--- Source records Enclosed Below ---
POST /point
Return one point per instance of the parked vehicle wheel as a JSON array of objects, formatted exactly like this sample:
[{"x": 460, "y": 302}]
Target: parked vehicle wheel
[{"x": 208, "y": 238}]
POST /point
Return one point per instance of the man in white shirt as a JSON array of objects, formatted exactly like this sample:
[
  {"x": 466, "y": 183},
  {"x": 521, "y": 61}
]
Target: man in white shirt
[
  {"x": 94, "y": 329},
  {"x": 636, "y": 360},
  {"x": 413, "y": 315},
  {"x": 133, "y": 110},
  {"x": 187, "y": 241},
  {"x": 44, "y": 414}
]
--- End of Enclosed Source records ---
_The task_. In the entries above, which lines hold the word "point"? Copy them out.

_Reply_.
POST /point
Return one point per instance of the parked vehicle wheel as a JSON array of objects, formatted exactly like this sample:
POST /point
Return one point per instance of the man in white shirt as a JSON array of objects, formatted exactly like this sample:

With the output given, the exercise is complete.